What to work on
Write out the whole listing exactly; no images belong in it.

Extracted material
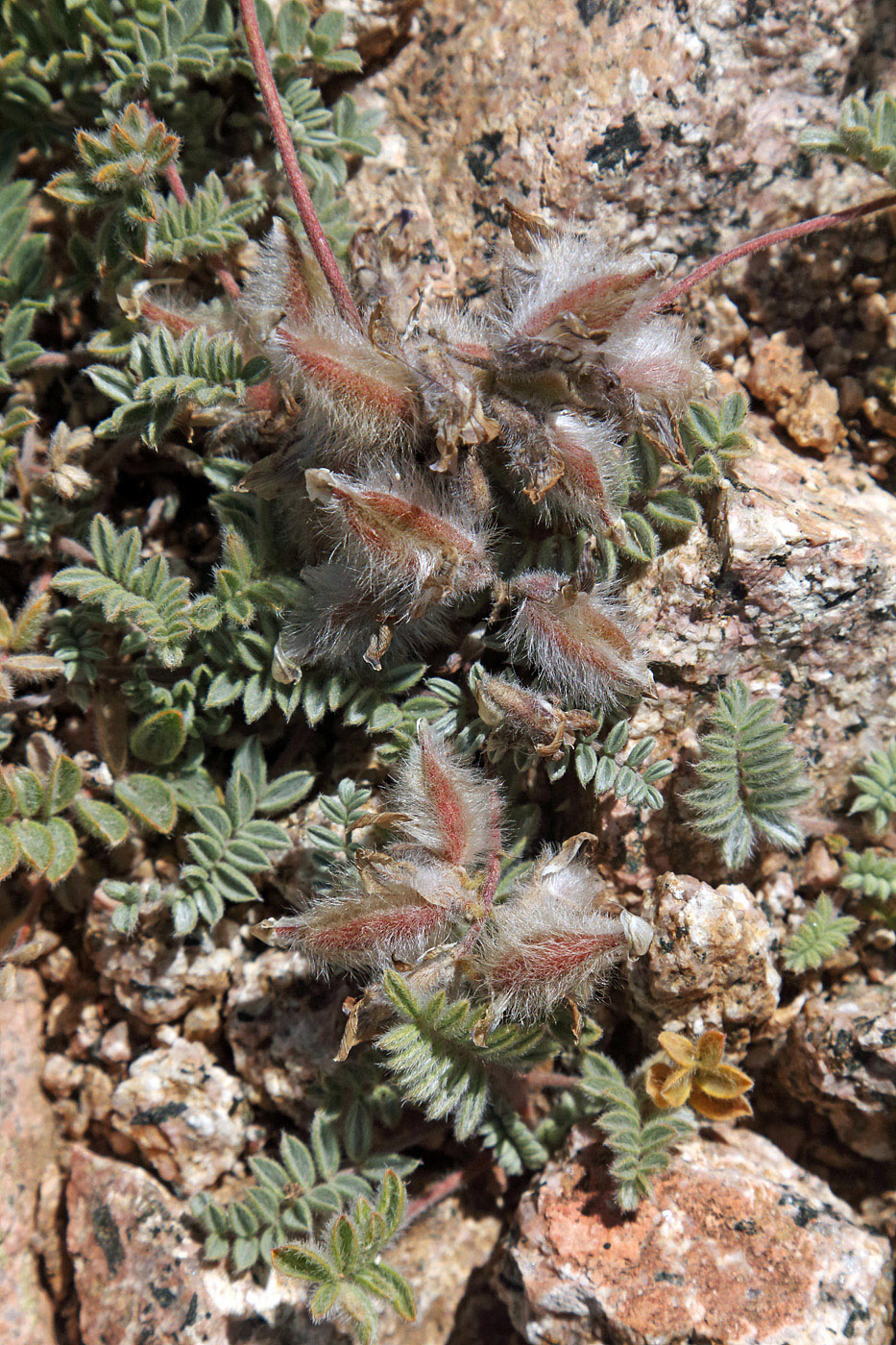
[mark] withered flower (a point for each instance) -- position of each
(579, 643)
(698, 1076)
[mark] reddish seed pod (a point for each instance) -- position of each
(580, 645)
(400, 542)
(358, 930)
(451, 810)
(341, 622)
(584, 276)
(657, 360)
(550, 942)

Response area
[mark] withered flower (a point for each instance) -- position of each
(579, 643)
(698, 1076)
[mark] reddish seed pod (a point for each instance) -- position of each
(580, 645)
(400, 542)
(358, 930)
(451, 810)
(341, 622)
(584, 276)
(657, 360)
(550, 942)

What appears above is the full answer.